Stored records
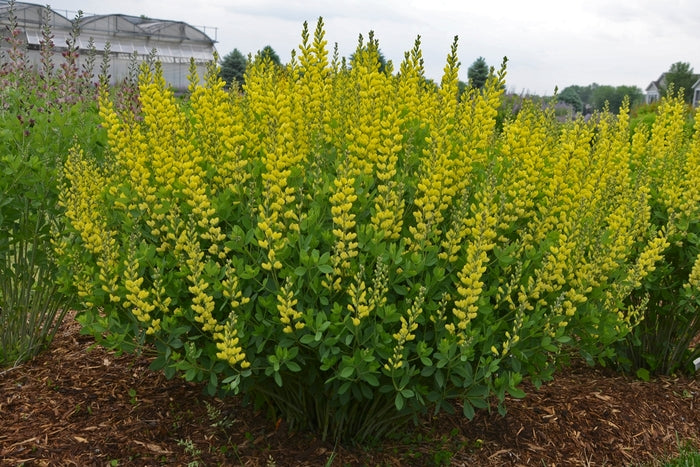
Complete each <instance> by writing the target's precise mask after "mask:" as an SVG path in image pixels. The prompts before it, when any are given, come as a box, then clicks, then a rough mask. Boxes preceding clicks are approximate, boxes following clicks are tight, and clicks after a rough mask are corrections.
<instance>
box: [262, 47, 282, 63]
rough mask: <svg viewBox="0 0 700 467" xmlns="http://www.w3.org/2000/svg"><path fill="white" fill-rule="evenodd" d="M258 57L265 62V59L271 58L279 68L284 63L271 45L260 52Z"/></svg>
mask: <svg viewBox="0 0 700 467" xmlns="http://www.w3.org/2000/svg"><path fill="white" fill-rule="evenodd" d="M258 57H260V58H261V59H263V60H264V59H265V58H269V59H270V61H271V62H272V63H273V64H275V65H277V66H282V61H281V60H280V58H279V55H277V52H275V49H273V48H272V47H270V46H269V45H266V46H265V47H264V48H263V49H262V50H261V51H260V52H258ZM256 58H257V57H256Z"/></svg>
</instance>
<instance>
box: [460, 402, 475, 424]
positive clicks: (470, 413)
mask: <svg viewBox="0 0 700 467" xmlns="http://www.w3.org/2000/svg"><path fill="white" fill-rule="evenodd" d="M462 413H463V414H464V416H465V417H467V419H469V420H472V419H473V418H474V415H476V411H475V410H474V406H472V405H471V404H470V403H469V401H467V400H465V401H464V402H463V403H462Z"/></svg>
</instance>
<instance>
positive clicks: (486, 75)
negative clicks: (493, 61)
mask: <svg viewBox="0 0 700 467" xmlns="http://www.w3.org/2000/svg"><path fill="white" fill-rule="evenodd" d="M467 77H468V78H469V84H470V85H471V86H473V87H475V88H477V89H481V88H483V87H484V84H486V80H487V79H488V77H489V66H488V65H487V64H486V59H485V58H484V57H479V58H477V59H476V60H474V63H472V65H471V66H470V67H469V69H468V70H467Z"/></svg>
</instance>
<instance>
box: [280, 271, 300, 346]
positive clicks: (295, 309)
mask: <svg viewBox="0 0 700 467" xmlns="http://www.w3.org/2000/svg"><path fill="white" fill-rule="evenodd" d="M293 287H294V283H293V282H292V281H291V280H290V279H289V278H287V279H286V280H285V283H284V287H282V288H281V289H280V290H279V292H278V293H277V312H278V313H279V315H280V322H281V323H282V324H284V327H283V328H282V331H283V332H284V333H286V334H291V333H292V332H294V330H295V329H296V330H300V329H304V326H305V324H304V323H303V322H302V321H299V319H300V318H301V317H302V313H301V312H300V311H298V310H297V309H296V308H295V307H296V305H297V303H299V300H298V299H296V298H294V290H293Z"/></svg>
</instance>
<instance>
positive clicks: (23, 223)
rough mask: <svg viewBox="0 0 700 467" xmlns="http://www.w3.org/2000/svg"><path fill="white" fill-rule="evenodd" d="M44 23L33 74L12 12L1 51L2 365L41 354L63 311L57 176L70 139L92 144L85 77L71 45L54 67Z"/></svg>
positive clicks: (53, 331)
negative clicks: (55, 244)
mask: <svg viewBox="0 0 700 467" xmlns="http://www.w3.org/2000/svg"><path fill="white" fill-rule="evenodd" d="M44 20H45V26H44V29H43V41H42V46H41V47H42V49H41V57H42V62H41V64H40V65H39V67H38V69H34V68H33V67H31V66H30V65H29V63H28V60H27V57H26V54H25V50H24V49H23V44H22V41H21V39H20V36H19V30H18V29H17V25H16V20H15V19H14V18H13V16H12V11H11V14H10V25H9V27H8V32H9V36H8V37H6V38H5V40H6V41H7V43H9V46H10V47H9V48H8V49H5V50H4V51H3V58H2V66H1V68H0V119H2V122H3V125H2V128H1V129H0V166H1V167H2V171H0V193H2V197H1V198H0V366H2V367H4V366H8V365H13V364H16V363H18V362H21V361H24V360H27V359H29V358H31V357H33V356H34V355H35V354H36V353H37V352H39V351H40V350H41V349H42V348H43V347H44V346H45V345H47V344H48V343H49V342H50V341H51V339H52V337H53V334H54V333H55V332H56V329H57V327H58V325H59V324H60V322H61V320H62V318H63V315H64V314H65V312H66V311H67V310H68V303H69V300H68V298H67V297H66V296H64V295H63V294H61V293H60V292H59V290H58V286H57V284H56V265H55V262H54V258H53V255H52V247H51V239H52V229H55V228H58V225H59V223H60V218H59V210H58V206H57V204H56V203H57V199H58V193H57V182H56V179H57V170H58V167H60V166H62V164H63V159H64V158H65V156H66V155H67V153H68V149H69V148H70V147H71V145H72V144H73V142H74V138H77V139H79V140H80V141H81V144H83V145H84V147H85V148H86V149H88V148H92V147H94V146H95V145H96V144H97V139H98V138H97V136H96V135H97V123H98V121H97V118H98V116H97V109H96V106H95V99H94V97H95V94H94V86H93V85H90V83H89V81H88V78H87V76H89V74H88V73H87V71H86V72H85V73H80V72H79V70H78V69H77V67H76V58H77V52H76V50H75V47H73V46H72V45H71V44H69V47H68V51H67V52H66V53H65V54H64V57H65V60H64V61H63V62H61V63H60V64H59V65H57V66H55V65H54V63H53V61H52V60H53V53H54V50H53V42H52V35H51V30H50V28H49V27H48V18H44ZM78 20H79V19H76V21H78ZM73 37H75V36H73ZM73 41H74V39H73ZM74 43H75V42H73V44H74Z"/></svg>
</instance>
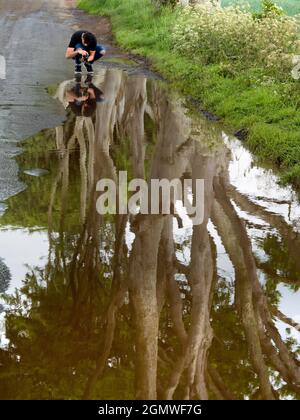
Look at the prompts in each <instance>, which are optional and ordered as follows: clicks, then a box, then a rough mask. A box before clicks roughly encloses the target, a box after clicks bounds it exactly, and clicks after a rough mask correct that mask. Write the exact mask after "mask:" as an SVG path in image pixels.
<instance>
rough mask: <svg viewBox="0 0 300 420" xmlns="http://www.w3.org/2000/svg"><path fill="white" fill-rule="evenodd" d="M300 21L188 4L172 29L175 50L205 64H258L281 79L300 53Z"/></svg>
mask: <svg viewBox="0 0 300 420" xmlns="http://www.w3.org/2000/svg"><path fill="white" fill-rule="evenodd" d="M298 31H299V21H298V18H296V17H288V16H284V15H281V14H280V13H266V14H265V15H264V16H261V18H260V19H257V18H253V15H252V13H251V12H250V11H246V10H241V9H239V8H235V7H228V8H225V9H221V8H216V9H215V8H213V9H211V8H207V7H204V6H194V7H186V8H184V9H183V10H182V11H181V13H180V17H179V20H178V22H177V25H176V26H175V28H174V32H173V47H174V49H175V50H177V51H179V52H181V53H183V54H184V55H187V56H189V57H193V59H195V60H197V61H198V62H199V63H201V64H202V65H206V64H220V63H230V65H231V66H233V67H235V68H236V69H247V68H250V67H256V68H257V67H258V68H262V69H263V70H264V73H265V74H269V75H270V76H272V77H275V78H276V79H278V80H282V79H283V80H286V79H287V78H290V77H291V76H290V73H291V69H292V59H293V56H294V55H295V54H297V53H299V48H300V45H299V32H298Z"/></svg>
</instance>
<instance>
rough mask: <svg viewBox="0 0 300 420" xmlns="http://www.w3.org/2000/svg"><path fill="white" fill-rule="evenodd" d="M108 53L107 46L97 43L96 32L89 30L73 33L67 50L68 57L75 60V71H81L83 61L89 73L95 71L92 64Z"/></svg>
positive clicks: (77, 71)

...

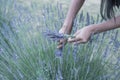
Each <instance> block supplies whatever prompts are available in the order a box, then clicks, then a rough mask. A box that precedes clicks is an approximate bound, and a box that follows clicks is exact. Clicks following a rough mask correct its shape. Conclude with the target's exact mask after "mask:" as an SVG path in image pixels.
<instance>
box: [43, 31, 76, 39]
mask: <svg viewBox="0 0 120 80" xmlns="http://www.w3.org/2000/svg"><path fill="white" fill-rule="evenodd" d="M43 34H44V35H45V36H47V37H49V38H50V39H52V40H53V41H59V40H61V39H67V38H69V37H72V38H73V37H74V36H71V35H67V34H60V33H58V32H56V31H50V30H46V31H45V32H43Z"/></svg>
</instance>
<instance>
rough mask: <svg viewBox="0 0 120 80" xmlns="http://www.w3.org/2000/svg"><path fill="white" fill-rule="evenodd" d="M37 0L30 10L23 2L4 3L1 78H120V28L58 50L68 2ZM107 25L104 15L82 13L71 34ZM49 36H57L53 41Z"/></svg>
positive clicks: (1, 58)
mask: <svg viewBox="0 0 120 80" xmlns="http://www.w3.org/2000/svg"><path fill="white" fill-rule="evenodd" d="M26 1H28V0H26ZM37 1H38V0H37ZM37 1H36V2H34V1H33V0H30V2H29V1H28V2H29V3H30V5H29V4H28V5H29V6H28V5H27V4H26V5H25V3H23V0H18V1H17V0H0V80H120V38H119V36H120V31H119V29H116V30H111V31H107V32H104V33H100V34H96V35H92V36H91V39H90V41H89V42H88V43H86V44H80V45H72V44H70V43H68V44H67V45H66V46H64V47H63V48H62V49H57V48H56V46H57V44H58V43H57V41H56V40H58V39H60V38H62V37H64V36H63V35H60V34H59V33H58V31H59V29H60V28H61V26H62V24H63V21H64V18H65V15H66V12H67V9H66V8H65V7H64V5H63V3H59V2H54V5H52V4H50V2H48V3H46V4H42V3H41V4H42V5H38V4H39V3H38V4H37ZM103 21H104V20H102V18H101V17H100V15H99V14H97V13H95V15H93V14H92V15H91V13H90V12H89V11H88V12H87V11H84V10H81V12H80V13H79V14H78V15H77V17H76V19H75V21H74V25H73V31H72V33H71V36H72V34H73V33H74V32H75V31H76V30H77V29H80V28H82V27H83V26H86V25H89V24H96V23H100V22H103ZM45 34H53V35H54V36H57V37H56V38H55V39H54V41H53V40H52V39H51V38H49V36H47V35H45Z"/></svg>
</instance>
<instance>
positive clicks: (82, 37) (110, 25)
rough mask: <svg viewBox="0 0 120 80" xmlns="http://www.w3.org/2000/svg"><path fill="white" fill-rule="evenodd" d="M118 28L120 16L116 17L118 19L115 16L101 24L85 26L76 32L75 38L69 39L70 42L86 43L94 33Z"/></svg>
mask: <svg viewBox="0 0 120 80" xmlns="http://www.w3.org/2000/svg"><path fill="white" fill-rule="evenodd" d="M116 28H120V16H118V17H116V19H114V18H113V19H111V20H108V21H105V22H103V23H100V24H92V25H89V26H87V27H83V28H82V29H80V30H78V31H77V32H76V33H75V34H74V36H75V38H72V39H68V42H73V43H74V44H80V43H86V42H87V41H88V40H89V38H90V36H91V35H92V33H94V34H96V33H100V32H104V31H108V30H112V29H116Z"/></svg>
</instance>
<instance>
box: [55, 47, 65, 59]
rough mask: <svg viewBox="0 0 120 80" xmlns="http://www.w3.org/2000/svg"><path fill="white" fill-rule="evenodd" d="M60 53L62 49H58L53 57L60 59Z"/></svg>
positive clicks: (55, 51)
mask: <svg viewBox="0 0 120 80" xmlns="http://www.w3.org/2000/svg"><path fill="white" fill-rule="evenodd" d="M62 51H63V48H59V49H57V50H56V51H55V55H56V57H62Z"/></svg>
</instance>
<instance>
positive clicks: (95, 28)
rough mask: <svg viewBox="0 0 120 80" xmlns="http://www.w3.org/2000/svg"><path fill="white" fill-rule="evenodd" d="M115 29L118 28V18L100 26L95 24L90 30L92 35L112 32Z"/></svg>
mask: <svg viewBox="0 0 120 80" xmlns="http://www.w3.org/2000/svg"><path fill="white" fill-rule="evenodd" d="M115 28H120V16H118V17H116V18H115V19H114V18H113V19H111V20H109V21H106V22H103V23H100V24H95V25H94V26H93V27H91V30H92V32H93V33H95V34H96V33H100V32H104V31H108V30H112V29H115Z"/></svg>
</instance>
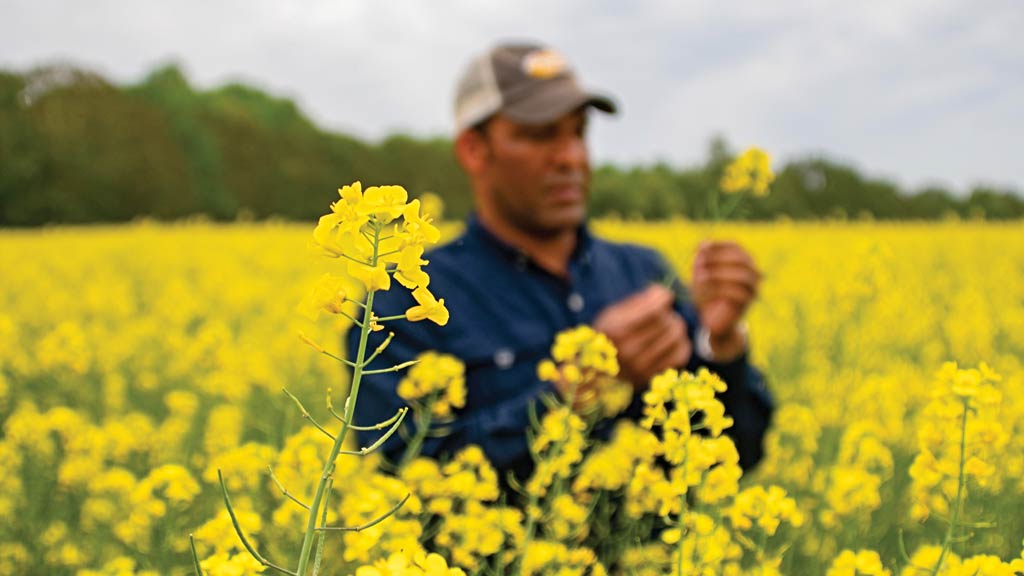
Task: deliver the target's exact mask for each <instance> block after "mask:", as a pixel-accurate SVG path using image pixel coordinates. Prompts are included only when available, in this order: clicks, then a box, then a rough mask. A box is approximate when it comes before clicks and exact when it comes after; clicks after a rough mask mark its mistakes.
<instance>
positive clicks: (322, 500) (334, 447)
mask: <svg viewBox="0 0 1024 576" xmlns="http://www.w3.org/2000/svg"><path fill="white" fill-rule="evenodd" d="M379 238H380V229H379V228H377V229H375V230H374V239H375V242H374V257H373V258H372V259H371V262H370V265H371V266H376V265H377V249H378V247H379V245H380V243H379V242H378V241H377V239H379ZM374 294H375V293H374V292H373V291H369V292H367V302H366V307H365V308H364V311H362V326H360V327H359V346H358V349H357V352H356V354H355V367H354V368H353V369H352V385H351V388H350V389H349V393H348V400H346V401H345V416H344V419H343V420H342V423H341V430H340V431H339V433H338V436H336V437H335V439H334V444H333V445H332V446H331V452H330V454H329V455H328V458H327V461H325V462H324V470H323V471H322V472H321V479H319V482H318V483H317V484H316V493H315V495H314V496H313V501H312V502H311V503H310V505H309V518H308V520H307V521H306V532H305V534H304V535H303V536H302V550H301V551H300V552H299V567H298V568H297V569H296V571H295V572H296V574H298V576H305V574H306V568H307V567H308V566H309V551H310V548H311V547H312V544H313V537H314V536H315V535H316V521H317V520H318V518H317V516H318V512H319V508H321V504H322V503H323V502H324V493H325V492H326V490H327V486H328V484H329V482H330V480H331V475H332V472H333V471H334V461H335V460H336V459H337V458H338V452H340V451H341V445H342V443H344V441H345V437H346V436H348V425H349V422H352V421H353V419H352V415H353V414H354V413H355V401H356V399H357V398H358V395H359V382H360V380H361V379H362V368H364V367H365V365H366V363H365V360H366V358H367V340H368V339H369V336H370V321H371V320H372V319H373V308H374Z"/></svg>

* * *

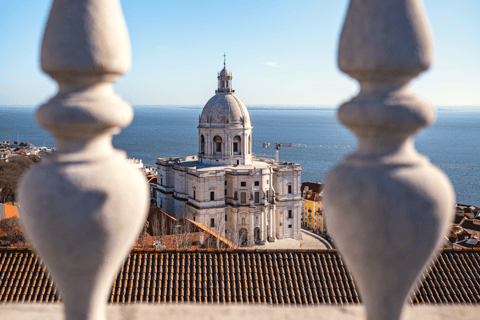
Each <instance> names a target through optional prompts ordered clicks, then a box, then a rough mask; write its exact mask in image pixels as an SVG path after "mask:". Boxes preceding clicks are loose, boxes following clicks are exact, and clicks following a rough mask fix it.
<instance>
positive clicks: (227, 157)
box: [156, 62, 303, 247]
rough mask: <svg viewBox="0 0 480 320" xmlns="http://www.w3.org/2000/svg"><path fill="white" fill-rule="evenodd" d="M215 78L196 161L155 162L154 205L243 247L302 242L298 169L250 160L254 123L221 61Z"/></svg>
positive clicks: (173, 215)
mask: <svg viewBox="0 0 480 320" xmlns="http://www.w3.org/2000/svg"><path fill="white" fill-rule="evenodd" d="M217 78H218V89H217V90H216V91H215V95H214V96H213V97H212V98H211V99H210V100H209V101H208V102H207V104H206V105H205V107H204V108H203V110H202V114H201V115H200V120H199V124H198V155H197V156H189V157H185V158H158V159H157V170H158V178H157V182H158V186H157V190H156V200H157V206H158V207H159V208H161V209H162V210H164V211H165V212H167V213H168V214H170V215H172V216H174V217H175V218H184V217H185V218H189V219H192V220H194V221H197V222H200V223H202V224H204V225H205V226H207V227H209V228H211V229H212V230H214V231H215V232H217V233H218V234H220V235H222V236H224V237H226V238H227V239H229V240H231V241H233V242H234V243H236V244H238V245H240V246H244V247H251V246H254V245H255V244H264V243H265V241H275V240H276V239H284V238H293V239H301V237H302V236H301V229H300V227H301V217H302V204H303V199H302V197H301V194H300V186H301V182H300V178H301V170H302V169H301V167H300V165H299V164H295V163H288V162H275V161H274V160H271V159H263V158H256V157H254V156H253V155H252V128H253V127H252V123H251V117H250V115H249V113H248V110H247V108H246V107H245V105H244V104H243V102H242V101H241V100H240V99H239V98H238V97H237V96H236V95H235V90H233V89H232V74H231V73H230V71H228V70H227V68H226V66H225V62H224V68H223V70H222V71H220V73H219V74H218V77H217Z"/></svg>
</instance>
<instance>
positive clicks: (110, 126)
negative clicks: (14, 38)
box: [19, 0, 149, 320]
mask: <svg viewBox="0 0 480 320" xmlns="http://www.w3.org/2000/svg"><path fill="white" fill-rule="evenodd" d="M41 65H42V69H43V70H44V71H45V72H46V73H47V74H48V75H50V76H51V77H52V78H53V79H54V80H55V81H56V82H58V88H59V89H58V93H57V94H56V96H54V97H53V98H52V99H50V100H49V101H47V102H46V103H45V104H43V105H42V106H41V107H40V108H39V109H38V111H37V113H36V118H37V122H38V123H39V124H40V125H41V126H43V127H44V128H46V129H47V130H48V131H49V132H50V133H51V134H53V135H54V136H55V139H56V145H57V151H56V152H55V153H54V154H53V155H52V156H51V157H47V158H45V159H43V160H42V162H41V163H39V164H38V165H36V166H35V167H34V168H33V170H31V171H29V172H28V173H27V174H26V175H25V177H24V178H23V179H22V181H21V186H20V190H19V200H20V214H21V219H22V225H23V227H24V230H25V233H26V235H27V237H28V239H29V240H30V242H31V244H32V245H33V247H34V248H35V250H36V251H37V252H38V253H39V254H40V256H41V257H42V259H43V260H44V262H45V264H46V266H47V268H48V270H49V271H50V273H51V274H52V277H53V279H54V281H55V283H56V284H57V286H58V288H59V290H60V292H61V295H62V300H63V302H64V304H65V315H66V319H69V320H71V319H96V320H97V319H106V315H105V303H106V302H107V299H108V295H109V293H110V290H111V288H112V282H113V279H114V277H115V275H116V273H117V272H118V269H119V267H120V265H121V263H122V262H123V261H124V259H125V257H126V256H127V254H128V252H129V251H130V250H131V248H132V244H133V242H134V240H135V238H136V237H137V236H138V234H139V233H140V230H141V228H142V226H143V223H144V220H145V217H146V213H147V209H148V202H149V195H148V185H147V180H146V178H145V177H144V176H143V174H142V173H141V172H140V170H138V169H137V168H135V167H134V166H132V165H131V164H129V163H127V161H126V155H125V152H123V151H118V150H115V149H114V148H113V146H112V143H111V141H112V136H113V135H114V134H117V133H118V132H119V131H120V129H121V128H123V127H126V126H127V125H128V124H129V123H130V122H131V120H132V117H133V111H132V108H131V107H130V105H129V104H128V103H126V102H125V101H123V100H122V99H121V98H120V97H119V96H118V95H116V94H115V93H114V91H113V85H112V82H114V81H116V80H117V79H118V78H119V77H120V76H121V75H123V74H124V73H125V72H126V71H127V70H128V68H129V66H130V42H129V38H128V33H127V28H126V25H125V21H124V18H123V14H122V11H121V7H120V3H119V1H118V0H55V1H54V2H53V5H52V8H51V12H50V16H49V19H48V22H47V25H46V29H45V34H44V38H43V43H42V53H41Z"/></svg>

- _Task directions_: All lines above from the line with "Complete each <instance>" through the line with "box: [460, 402, 475, 424]", both included, are to be set down exactly, with nothing else.

- _Completed task_:
Complete each <instance> by writing the target's precise mask after "mask:" as an SVG path in image pixels. The prompts before it, when any are given, come as a box, then clicks, then a rough mask. Boxes preceding clicks are approximate, boxes following clicks are tight, and clicks after a rough mask are corrections.
<instance>
box: [262, 47, 282, 63]
rough mask: <svg viewBox="0 0 700 467" xmlns="http://www.w3.org/2000/svg"><path fill="white" fill-rule="evenodd" d="M258 57L265 62V59L271 58L279 68L284 63L271 45L260 52Z"/></svg>
mask: <svg viewBox="0 0 700 467" xmlns="http://www.w3.org/2000/svg"><path fill="white" fill-rule="evenodd" d="M258 57H260V58H261V59H263V60H264V59H265V58H269V59H270V61H271V62H272V63H273V64H275V65H277V66H282V61H281V60H280V58H279V55H277V52H275V49H273V48H272V47H270V46H269V45H266V46H265V47H264V48H263V49H262V50H261V51H260V52H258ZM256 58H257V57H256Z"/></svg>
</instance>
<instance>
box: [460, 402, 475, 424]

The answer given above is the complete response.